[Begin]

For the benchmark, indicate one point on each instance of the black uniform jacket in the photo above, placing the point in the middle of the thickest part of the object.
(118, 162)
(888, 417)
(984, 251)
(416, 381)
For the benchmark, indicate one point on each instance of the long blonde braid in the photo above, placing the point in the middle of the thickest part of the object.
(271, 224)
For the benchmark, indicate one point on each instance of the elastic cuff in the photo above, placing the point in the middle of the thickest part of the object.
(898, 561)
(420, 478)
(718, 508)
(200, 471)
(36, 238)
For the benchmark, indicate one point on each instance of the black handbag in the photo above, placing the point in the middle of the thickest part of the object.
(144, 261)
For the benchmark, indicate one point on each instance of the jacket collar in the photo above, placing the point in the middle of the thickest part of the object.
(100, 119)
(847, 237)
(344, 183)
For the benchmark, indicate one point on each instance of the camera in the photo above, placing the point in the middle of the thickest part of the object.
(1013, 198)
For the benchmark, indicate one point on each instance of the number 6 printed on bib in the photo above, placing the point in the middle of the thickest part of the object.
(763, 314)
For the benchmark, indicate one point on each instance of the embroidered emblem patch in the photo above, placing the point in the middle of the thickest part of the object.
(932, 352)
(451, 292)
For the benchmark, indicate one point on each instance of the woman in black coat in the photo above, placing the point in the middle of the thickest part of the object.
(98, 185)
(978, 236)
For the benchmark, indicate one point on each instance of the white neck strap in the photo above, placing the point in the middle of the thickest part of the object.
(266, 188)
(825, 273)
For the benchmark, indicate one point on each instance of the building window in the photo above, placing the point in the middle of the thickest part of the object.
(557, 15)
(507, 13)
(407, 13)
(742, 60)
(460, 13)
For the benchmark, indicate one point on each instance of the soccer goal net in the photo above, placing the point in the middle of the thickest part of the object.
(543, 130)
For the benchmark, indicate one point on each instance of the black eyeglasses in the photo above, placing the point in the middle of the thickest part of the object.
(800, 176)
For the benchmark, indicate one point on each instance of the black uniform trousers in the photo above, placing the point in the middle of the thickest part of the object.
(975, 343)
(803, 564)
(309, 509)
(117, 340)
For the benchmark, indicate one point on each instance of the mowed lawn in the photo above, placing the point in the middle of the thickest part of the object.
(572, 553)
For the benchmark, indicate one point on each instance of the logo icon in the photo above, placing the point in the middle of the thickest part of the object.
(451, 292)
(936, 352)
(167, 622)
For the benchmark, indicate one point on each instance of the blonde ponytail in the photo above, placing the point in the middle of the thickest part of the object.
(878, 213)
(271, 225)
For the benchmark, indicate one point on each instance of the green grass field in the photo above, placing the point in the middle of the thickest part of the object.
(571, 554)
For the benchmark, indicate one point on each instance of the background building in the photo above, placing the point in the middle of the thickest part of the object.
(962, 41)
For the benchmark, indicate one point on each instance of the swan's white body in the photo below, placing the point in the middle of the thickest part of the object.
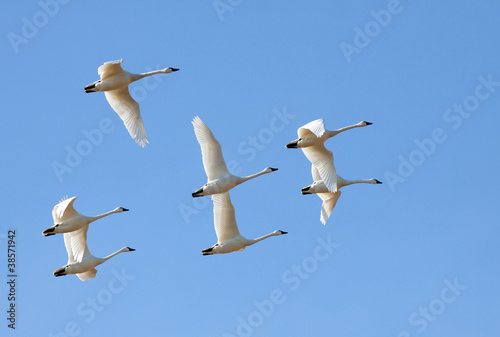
(67, 219)
(219, 179)
(80, 261)
(312, 137)
(114, 82)
(330, 199)
(229, 238)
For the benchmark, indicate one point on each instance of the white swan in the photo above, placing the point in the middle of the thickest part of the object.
(219, 179)
(67, 219)
(329, 198)
(229, 238)
(114, 82)
(311, 140)
(80, 261)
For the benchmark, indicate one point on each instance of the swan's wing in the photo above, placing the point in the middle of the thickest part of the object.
(128, 110)
(317, 127)
(87, 275)
(110, 68)
(76, 244)
(211, 151)
(64, 210)
(224, 217)
(329, 202)
(322, 159)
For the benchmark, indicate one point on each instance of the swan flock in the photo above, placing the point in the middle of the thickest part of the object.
(114, 82)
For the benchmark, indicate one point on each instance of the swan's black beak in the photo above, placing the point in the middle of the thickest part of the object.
(207, 251)
(49, 231)
(197, 193)
(60, 272)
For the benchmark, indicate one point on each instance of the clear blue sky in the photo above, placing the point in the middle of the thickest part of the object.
(416, 256)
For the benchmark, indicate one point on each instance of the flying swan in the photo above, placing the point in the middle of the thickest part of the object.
(80, 261)
(219, 179)
(329, 198)
(229, 238)
(114, 82)
(312, 137)
(67, 219)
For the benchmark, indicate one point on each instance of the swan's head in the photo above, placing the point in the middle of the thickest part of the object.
(295, 144)
(210, 251)
(169, 70)
(50, 231)
(61, 271)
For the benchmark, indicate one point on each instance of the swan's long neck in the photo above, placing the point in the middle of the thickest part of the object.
(243, 179)
(149, 73)
(104, 259)
(261, 238)
(97, 217)
(345, 182)
(336, 132)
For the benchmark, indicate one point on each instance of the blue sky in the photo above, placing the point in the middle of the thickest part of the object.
(416, 256)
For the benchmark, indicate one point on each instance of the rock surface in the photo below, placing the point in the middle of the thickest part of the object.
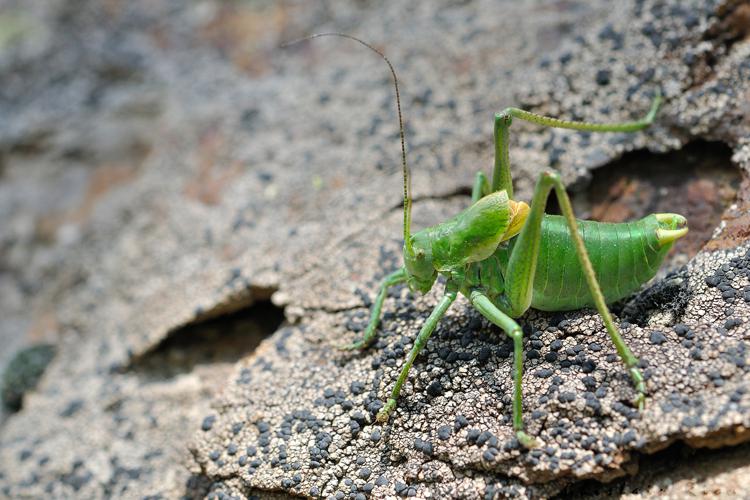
(167, 171)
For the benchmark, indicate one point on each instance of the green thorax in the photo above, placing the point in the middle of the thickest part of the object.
(624, 257)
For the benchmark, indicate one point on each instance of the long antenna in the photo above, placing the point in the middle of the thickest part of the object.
(407, 176)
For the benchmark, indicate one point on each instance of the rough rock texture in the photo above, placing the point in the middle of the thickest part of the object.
(166, 165)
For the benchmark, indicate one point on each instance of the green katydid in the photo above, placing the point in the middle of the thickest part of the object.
(506, 256)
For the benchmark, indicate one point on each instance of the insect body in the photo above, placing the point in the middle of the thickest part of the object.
(506, 256)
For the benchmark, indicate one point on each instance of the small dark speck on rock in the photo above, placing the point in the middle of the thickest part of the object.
(208, 422)
(444, 432)
(657, 337)
(566, 397)
(435, 389)
(731, 323)
(461, 422)
(423, 446)
(603, 76)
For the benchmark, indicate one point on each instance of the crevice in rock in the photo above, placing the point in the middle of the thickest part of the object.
(670, 294)
(732, 25)
(698, 181)
(659, 471)
(224, 337)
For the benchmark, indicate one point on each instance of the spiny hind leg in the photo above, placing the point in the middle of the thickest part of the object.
(501, 177)
(481, 187)
(522, 266)
(485, 306)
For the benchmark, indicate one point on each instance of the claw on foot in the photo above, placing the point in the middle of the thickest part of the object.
(640, 402)
(385, 411)
(527, 441)
(360, 344)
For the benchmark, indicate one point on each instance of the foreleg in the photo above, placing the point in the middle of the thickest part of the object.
(419, 343)
(485, 306)
(369, 336)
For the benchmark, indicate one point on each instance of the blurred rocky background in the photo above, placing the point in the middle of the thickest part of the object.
(192, 218)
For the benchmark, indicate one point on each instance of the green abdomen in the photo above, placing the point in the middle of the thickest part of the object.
(624, 256)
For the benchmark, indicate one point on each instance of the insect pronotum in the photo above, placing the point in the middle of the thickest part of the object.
(491, 253)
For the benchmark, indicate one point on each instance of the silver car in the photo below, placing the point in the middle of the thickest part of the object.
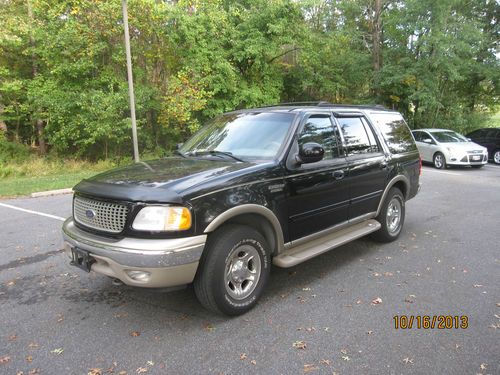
(445, 147)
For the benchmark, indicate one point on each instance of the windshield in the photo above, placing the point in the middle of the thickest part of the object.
(449, 137)
(243, 135)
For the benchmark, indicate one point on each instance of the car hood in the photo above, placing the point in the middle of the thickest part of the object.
(159, 180)
(464, 146)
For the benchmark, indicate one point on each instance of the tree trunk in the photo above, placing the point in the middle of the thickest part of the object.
(377, 47)
(34, 68)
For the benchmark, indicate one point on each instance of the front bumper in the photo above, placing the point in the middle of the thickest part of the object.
(467, 159)
(165, 262)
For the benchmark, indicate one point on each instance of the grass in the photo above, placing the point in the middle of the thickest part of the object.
(40, 175)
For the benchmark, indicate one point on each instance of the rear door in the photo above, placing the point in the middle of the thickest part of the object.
(318, 192)
(368, 166)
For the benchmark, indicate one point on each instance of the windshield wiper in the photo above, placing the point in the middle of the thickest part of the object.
(215, 153)
(179, 152)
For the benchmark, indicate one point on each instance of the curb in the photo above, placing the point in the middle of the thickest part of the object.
(51, 192)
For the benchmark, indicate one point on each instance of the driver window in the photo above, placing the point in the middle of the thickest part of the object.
(319, 129)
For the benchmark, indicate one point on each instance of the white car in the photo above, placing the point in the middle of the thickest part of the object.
(445, 147)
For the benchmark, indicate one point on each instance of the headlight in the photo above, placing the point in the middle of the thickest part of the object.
(162, 218)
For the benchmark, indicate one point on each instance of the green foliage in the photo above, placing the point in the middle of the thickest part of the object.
(12, 151)
(64, 65)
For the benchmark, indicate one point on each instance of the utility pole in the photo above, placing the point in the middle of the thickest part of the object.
(130, 81)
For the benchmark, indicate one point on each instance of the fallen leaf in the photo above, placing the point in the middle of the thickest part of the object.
(299, 345)
(4, 359)
(208, 327)
(57, 351)
(309, 368)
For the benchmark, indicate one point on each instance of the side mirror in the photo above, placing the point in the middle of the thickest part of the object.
(310, 152)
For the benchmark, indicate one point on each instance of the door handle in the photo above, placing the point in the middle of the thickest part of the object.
(338, 175)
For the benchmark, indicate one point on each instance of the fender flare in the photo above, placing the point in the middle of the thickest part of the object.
(389, 186)
(250, 209)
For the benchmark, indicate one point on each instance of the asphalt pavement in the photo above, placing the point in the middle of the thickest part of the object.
(332, 314)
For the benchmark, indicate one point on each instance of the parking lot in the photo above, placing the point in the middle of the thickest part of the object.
(332, 314)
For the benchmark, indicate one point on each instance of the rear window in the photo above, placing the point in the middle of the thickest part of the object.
(395, 131)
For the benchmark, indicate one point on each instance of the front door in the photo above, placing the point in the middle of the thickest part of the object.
(318, 192)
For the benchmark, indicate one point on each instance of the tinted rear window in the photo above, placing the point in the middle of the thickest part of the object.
(395, 131)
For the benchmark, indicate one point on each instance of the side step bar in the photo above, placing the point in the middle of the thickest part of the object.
(301, 253)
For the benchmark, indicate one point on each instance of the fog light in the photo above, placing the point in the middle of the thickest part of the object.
(138, 275)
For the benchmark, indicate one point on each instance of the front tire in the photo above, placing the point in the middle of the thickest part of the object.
(391, 217)
(496, 157)
(439, 160)
(233, 270)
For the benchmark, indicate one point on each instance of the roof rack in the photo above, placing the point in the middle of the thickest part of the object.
(327, 105)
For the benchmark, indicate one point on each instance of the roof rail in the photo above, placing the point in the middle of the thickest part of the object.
(327, 105)
(296, 104)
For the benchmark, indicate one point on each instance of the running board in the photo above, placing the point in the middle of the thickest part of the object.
(301, 253)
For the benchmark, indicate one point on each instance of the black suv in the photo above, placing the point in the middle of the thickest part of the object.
(278, 184)
(489, 138)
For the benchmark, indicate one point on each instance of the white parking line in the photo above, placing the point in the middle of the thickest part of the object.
(443, 172)
(32, 212)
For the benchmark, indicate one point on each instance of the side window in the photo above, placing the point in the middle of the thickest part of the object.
(320, 129)
(395, 131)
(359, 139)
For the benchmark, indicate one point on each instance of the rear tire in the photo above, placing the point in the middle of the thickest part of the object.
(391, 217)
(439, 160)
(233, 270)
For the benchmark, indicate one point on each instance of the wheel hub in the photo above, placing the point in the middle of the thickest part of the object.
(243, 268)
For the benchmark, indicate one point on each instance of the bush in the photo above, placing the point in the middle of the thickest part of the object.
(12, 151)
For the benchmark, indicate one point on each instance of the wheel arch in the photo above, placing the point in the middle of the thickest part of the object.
(402, 183)
(256, 216)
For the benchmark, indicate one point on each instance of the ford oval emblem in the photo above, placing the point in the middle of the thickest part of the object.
(90, 214)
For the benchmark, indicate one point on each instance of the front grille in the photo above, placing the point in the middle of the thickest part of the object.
(104, 216)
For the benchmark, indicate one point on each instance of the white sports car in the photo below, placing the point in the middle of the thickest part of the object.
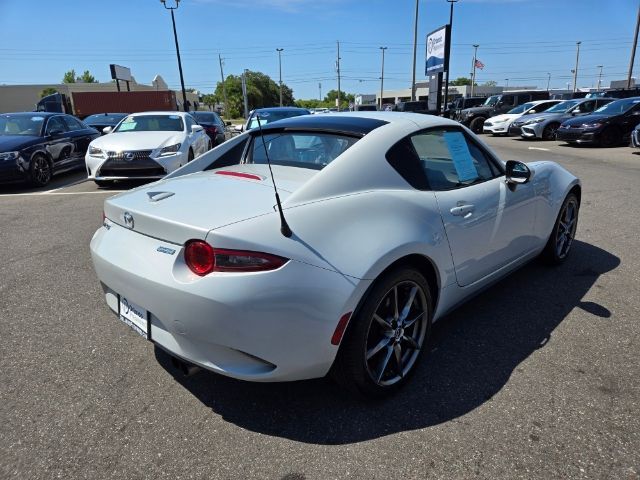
(387, 221)
(145, 146)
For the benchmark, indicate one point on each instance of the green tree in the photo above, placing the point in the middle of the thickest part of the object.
(86, 77)
(262, 91)
(48, 91)
(69, 77)
(460, 81)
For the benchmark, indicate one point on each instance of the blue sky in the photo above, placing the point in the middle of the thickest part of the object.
(520, 40)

[End]

• **What is needed**
Reproduce, unchanged, the stretch of the records from the line containing "of the elastic" through the line containing "(1013, 198)", both lines included.

• **Response**
For the benchmark, indicate one point on each instance of the elastic cuff in the photo above, placing the point in the middle of the thickest part of the object.
(898, 561)
(420, 478)
(718, 508)
(200, 471)
(36, 238)
For the benchmark, indicate one point on each instance of the black handbag in the photo above, placing the point in the middle of the thickest part of the object.
(144, 261)
For the benchmark, indicate one point on each instance of the jacket collar in the photo above, placing the point in the middle of the thickest part of the object.
(100, 119)
(847, 237)
(344, 183)
For the benchmark, indicate one point on each instance of the camera in the photo above, placing the point in the middle of the thickest part of the object.
(1013, 198)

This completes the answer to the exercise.